◆ WHAT YOU WILL DO:
**a)** Name every winter activity that the passage about Free Play for Kids says children now take part in this winter.
**b)** Write the next part of the passage about Free Play for Kids, picking up right after its final sentence.

[EXERCISE PASSAGE Boundary: Start]

Snow. Cold. Ice. They’re parts of life for many months each year. We can’t change our climate, but we can change how we interact with it. We can bundle up, go outside, and delight in new activities — and old favourites — to enjoy the outdoors all year. Unfortunately, though, doing so isn’t easy for some families. Many face barriers, but that’s where Free Play for Kids comes in. The organization believes that “not only should all kids be free to play, but play itself needs to be freed.”
Play Leads the Way
Free Play for Kids is an after-school club for children from 60 high-needs elementary schools. It provides kids with opportunities to “play in a safe, accessible, and inclusive environment at no cost to them or their families.” The program helps kids overcome barriers to play including cost and transportation. But free play isn’t the end goal; it’s a way to create “a safe, inclusive space where kids of all backgrounds and abilities can make friends, build community, and feel good about themselves.”
Ruke Okome, the Free Play for Kids program and social operations manager, says their programming “caters to not just the need to play sports but also the need to feel like you belong somewhere in this world.”
Free Play began in 2007 as Free Footie (soccer) and later expanded to include basketball, rugby/flag football, ball hockey, and ice hockey at Londonderry Arena. The organization started Adventure Days in 2020, during the pandemic, because kids aged seven to twelve were getting little — if any — outdoor activity. They worked with Edmonton Ski Club to offer skiing and snowboarding every Thursday. Ruke says, “It was incredible, and we hope to keep it going as we move forward” because cold-weather pursuits “leave enough room for exploring as well as recognizing that just because we see snow and are cold most of the year does not mean you are not able to head outside and enjoy a fun activity.”
Initially, about 100 kids joined in the skiing and snowboarding activities, and this winter, nearly 240 kids have been participating in the frosty fun that now includes tobogganing and tubing. The future goal is to increase winter programming capacity.
Snow Many Benefits
Feedback on the winter programs, from kids and parents, has been positive. Tri Cao says his ten-year-old son, Andy, enjoys playing in the snow with a big group of friends. Tri also says he recommends other families sign their kids up for Free Play’s winter events because “it is better to do outdoor activities more than stay indoors in front of a tablet.”

[EXERCISE PASSAGE Boundary: End]
[GIVEN ENTRIES Boundary: Start]

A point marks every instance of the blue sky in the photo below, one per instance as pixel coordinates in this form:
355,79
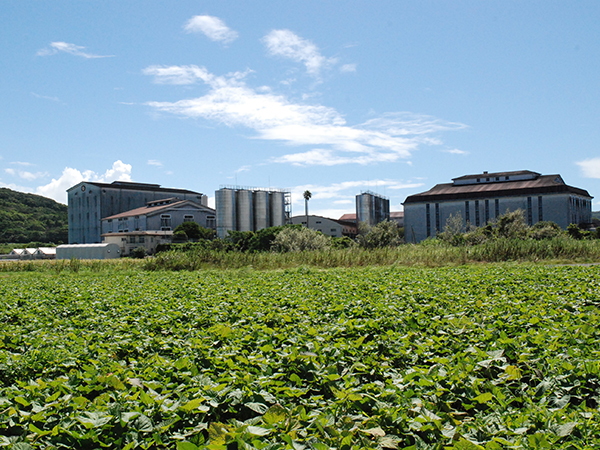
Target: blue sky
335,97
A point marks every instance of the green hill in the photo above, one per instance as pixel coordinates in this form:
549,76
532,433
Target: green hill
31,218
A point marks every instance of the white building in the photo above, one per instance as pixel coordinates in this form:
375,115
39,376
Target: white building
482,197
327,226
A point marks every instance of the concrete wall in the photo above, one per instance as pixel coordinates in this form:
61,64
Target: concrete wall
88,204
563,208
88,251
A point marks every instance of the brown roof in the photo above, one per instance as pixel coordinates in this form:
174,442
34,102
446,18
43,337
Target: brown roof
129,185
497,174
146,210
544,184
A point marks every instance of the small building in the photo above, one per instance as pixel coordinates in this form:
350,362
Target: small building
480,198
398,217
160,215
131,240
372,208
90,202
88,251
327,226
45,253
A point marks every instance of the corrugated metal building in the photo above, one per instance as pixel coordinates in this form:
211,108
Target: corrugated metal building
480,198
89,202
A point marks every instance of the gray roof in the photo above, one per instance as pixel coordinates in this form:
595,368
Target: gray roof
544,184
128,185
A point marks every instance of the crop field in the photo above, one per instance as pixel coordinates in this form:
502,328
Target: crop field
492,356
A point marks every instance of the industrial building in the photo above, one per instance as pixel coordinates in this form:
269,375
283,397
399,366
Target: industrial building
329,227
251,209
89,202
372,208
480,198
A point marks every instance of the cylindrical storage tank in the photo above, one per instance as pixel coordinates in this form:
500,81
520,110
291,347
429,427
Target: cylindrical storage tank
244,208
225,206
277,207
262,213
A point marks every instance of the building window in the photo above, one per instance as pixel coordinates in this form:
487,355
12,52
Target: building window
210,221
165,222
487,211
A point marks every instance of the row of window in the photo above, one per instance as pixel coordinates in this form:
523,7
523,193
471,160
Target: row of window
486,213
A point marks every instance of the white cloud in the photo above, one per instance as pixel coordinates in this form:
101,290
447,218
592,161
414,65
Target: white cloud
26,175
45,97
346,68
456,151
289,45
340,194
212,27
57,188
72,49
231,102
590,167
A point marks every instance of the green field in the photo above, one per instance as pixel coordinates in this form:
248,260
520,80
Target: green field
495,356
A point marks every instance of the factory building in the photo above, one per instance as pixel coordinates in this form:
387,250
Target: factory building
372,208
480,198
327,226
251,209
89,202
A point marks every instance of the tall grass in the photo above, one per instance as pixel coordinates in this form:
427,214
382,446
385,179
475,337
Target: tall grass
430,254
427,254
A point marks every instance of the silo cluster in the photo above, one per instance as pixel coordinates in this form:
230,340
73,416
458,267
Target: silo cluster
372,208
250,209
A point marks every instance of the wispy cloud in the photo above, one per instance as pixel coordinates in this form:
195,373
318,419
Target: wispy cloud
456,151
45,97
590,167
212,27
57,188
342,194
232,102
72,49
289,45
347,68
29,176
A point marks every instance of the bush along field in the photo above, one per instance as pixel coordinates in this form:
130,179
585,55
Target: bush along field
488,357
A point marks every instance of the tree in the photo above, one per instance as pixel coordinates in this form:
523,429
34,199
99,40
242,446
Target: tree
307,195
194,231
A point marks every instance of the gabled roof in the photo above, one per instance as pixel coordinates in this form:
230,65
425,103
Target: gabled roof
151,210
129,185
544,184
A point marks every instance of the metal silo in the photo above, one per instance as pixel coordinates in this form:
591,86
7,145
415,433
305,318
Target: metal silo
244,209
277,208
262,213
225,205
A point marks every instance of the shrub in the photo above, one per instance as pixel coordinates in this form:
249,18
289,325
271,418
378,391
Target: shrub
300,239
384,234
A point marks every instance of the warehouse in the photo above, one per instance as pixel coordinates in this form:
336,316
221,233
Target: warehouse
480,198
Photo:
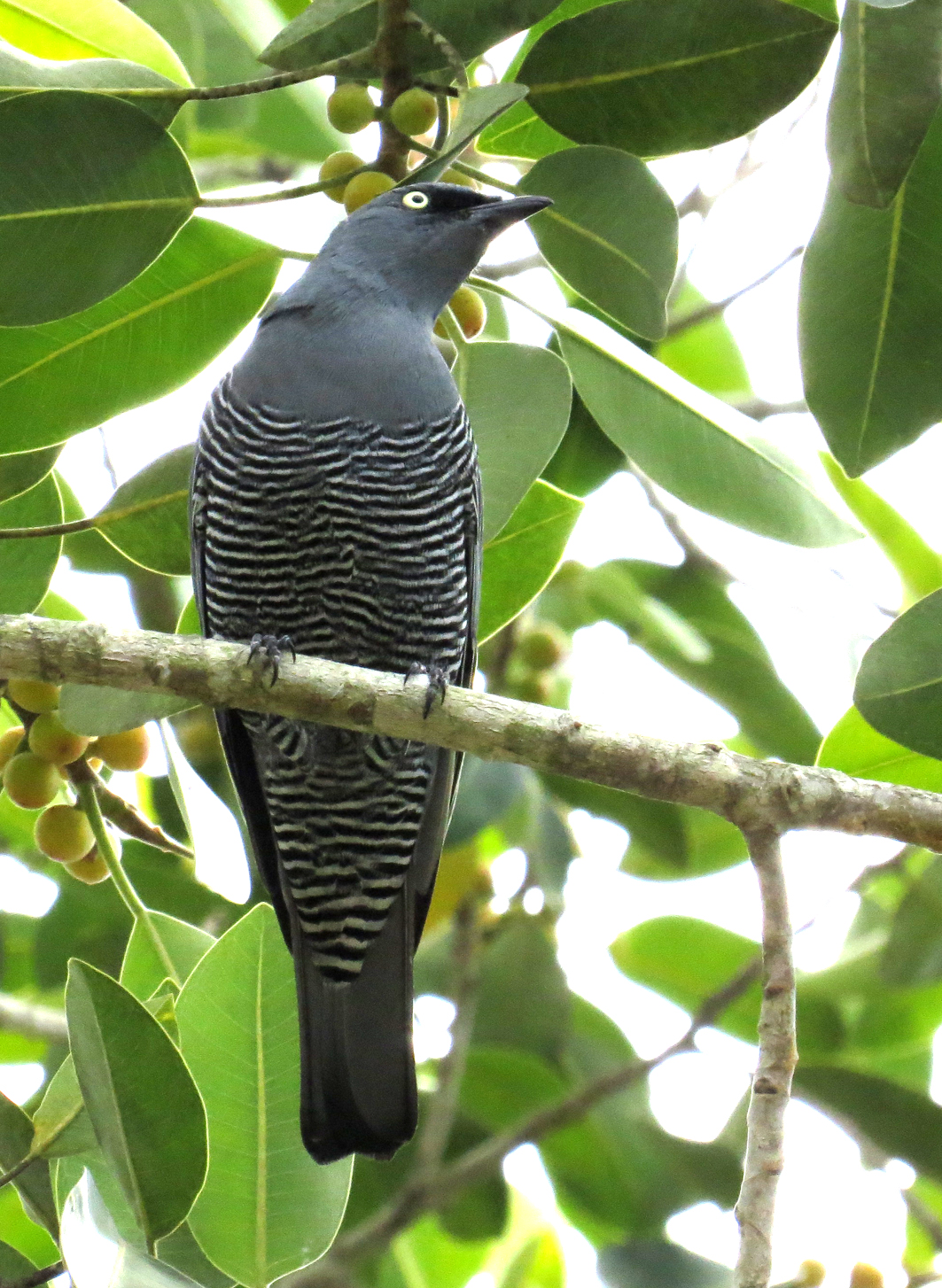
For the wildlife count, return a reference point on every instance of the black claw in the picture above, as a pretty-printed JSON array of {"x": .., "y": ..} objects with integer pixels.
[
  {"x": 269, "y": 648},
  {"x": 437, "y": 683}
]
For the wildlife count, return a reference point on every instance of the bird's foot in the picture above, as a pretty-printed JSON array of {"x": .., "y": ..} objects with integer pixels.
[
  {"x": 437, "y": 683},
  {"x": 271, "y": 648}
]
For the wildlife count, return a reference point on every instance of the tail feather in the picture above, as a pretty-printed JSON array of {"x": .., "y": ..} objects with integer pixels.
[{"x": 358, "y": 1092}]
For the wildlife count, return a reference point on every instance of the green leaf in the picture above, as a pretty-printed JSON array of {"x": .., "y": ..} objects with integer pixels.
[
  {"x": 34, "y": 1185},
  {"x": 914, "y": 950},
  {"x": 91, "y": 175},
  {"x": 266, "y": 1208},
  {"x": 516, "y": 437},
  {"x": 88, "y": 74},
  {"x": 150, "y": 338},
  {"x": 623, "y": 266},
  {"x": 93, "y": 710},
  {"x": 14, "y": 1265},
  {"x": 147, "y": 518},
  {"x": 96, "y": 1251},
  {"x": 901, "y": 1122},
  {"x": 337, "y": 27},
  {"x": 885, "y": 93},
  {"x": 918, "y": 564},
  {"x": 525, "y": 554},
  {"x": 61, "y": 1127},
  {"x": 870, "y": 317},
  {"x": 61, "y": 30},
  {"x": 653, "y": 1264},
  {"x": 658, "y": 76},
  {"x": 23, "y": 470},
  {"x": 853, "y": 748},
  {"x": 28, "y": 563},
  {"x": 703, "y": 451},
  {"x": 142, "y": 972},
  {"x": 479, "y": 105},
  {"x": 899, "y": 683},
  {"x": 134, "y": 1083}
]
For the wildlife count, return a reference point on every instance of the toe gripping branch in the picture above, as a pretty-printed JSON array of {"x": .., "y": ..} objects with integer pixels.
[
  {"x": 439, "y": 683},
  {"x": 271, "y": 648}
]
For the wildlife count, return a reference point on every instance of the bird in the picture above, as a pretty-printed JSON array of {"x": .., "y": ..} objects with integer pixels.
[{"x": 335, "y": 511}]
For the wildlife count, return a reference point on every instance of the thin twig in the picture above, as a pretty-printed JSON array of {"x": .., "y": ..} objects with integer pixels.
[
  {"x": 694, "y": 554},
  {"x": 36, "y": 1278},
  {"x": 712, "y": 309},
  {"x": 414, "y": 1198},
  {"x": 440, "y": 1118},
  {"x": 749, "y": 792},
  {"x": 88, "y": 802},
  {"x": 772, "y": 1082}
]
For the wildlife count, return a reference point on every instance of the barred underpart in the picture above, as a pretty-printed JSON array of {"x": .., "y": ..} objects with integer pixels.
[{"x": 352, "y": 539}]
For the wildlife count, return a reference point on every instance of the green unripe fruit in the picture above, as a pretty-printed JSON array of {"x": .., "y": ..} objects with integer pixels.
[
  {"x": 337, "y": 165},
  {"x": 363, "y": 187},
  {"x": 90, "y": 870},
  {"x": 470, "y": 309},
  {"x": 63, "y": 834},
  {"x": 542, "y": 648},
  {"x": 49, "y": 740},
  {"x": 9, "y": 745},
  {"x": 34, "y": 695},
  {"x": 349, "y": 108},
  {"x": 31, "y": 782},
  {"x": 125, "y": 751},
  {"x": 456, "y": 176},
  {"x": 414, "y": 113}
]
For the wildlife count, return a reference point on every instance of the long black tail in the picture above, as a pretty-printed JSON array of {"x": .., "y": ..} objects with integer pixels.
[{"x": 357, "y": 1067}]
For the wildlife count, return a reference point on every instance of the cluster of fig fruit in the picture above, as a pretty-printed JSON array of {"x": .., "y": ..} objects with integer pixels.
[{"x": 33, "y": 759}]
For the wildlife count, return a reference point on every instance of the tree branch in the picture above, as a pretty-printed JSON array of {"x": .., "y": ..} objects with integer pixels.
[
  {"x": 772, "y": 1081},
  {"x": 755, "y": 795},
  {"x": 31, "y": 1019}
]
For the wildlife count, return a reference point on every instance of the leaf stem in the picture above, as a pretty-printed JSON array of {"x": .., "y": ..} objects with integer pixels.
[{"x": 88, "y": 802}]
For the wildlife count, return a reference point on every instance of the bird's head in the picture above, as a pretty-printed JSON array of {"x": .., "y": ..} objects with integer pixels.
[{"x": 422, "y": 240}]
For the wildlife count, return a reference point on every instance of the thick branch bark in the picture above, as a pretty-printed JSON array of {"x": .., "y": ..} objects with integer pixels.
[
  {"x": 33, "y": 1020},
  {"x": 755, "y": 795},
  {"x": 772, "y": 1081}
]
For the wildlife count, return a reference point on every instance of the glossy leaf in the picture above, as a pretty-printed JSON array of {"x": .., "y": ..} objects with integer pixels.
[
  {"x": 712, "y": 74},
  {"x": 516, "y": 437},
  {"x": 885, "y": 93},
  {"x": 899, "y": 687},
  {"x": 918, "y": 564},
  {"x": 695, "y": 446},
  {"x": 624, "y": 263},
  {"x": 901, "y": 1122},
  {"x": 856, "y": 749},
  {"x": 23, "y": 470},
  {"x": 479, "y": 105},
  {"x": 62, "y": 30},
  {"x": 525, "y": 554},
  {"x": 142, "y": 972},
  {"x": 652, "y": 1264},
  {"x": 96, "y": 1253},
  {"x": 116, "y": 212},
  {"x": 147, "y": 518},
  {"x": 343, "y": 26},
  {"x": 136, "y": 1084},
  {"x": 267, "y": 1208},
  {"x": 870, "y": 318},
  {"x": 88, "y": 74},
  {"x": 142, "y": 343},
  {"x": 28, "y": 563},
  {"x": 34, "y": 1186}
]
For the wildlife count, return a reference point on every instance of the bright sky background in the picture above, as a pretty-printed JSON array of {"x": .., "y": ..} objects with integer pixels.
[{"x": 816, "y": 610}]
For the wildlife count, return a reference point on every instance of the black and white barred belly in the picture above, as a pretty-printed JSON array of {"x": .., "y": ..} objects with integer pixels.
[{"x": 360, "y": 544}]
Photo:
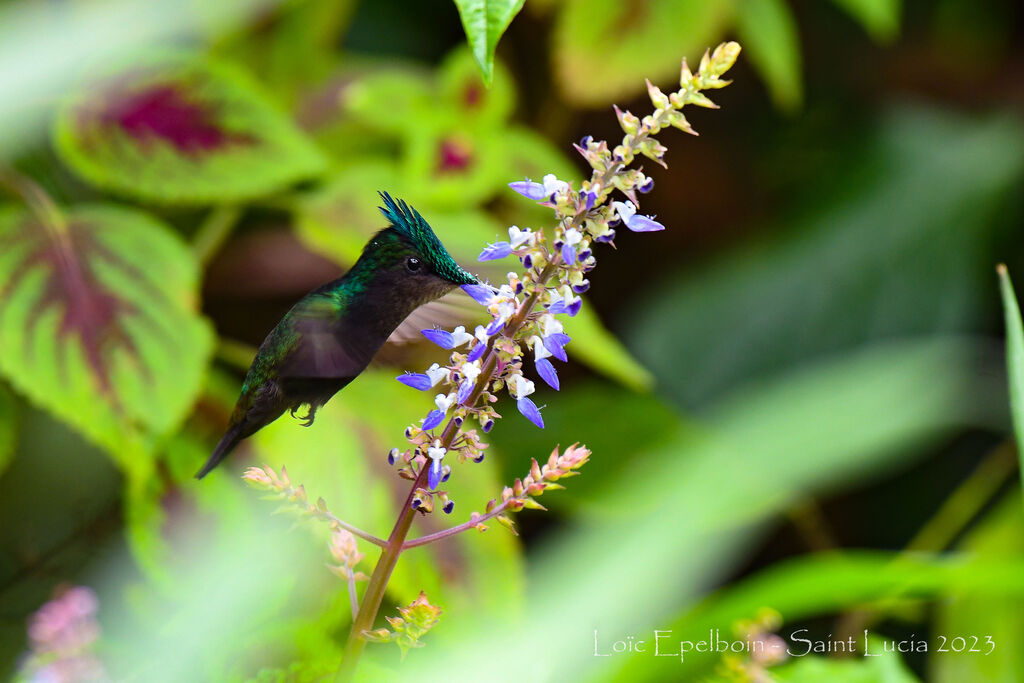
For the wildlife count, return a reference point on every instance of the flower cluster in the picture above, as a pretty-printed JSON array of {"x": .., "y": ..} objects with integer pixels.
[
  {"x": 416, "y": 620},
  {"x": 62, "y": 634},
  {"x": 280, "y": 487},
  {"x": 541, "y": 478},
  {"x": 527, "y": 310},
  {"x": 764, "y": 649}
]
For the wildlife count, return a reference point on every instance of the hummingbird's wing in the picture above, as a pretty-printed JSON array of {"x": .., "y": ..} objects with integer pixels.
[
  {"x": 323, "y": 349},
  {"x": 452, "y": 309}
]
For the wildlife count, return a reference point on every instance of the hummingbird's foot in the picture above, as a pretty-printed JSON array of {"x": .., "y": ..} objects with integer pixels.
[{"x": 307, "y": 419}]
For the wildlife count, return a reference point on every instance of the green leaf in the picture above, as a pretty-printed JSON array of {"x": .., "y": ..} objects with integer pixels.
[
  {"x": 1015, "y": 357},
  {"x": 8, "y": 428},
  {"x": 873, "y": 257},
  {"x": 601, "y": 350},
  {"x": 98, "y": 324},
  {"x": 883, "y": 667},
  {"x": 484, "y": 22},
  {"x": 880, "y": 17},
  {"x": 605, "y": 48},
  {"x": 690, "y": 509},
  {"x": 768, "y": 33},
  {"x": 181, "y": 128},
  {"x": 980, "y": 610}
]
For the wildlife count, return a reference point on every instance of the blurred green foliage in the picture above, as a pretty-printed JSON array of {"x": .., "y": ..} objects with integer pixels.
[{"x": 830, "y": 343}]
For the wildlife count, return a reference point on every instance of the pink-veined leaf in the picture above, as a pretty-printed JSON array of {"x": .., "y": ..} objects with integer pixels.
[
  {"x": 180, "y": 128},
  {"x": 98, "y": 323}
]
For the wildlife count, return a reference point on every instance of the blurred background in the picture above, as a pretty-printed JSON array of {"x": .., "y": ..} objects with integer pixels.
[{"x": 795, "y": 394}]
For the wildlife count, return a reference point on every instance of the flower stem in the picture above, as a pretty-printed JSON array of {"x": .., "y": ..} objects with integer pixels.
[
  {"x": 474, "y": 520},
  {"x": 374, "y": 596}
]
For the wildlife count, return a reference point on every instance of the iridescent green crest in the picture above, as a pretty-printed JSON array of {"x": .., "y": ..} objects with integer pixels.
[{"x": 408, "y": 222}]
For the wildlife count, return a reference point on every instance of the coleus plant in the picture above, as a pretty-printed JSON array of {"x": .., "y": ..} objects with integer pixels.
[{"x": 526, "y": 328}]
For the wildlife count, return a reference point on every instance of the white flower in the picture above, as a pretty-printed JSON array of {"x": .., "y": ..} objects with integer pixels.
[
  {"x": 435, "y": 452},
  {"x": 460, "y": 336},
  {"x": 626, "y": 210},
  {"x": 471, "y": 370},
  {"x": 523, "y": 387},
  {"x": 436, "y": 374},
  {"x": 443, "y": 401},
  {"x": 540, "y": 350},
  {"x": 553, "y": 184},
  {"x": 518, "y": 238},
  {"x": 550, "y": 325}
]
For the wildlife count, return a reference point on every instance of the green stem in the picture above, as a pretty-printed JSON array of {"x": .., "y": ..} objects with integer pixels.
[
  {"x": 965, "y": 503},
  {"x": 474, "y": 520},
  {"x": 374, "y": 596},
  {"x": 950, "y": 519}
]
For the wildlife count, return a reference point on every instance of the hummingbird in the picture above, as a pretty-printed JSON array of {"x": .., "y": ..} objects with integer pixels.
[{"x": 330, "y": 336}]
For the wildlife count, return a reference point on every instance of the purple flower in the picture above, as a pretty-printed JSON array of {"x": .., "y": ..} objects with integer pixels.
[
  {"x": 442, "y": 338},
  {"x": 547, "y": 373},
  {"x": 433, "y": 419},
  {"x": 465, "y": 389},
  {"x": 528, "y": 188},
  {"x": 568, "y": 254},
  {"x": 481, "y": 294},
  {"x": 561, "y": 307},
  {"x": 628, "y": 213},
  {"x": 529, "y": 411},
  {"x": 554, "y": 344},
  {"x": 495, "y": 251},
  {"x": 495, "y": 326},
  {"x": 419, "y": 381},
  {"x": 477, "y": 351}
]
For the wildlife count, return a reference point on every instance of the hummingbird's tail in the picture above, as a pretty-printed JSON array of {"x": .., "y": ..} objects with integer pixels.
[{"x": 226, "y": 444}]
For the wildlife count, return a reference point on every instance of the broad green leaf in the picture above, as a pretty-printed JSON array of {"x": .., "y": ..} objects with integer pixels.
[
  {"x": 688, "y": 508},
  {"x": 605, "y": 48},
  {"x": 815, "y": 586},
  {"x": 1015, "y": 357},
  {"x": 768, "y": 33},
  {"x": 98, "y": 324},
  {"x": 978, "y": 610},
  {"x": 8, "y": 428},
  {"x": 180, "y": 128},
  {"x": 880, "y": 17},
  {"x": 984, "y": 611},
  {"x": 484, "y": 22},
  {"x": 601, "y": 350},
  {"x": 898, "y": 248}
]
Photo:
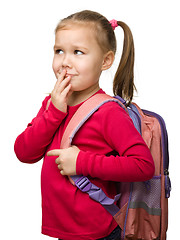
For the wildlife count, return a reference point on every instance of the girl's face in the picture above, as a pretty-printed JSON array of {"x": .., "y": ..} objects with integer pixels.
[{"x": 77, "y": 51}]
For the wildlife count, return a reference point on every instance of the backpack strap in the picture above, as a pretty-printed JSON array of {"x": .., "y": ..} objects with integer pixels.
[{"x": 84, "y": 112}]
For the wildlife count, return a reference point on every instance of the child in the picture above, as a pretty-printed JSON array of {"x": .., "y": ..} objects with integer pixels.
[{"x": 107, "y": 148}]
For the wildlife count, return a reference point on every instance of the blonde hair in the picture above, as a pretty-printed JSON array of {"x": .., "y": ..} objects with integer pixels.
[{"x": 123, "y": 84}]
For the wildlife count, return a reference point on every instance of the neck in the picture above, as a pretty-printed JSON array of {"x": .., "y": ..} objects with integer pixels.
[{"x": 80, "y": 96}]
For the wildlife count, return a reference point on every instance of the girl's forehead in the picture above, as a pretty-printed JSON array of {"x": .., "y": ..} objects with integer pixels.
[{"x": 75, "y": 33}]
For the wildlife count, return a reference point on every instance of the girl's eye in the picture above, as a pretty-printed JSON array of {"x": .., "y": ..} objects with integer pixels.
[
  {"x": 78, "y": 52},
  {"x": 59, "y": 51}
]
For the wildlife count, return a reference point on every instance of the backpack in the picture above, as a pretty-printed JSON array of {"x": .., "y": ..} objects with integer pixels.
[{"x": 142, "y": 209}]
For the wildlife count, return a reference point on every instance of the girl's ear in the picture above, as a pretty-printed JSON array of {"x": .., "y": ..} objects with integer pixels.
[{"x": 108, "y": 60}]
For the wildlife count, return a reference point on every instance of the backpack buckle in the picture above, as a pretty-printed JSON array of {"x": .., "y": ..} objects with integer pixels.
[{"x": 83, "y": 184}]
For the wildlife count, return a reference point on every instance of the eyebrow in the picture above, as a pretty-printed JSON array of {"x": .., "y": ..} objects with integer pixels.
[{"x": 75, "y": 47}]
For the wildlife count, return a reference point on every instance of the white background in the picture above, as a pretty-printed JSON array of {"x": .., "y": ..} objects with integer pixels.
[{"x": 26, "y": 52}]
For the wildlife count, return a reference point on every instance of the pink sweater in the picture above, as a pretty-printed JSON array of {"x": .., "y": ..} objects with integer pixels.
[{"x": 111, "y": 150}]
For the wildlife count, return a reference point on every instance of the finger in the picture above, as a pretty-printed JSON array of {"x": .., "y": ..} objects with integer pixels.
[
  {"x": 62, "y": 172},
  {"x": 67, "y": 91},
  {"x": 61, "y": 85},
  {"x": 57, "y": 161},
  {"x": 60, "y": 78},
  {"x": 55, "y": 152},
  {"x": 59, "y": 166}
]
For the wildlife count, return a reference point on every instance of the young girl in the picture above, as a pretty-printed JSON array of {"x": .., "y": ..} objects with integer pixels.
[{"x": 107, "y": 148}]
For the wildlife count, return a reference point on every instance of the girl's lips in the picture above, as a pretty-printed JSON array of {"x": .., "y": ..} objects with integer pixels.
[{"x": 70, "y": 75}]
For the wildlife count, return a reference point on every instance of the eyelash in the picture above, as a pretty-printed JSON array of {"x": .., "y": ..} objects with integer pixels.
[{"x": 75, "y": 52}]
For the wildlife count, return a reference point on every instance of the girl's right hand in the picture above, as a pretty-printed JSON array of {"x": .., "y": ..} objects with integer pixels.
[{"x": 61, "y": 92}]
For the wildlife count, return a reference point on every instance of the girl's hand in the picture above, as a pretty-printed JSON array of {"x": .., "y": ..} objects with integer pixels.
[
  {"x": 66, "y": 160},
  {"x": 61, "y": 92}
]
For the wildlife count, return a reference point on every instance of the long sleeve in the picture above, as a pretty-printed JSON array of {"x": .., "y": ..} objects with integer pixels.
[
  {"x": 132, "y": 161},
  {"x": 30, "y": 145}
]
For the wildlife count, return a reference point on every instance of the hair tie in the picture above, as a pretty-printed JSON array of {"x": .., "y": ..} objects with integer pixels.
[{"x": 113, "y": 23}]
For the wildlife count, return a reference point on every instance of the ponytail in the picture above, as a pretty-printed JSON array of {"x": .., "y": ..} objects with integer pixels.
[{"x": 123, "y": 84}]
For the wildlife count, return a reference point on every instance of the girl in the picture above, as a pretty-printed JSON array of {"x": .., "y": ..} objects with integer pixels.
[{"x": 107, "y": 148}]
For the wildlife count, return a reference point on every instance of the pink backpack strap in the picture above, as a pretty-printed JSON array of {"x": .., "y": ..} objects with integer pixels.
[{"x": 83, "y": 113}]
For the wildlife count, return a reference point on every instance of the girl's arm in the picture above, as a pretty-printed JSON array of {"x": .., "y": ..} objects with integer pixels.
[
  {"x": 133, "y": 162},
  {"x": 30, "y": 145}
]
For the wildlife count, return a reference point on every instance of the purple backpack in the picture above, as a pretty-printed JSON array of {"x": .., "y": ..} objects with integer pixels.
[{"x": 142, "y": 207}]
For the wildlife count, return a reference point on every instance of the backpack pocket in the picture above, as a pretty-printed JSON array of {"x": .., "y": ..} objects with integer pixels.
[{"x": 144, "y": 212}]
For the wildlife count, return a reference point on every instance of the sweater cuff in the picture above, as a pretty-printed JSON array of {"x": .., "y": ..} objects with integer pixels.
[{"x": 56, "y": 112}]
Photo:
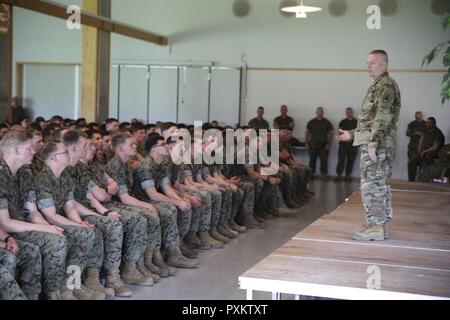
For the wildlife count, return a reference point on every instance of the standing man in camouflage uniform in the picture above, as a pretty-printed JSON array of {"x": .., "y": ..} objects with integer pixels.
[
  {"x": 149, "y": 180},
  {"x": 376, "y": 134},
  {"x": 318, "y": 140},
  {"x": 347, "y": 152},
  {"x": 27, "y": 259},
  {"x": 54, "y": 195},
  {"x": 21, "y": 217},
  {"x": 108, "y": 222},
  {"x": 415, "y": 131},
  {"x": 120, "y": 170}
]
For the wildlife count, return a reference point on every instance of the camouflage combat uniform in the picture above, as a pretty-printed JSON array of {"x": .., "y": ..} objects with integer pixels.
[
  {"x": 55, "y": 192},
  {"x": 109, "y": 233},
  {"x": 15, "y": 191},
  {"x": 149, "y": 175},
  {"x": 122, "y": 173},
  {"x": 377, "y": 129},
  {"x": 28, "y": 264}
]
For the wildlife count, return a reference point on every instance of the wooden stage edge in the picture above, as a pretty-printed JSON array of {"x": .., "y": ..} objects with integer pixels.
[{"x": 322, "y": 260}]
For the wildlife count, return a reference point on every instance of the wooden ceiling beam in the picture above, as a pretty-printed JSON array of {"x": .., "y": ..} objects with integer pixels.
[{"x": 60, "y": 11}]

[GIVEN ENTRIES Boundary: End]

◆ ANSWERS:
**a)** Skiing, snowboarding, tobogganing, and tubing.

**b)**
Vidit Chauhan is another parent who sees the program’s benefits because eight-year-old Bhaumik “feels in a joyous mood” when he comes home after being outdoors for winter activities. His participation has even given Vidit the idea that they could go out together and practice what Bhaumik learned at Free Play.
Lexi Alvarez-Bulgin, eleven, and Lincoln Alvarez-Bulgin, eight, like tubing at Free Play because they spend less time learning and preparing, and more time enjoying the activity. Their mother, Kenia Alvarez, says they also enjoy skiing and snowboarding, which she doesn’t think they would have experienced without the organization. A positive effect from the program that she sees in her children: they “are more willing to try new activities and to think positively about trying, even though they may not be the greatest at their first attempts.” Lincoln agrees: “I like Free Play! We do stuff I never knew I could do.”
Many children in Free Play’s outdoor winter programs are newcomers to Canada with no or limited experience with winter. Ruke says that “it has been incredible to watch the kiddos step out of their element.”
Nature Should Be Free
Edmonton’s snow, cold, and ice are free, and having fun in these elements should be accessible for everyone. Free Play for Kids helps children access those activities and, as Ruke highlights, shows them that they can “have fun in the winter months just as much as in the summer and spring… We have kids that ask when they will be back to the ski hill next year [and] some kids that do not want to go home after the session because they are having so much fun.”
As these kids have learned, having frosty fun is one of the best things about life in a winter city. Wouldn’t you agree?!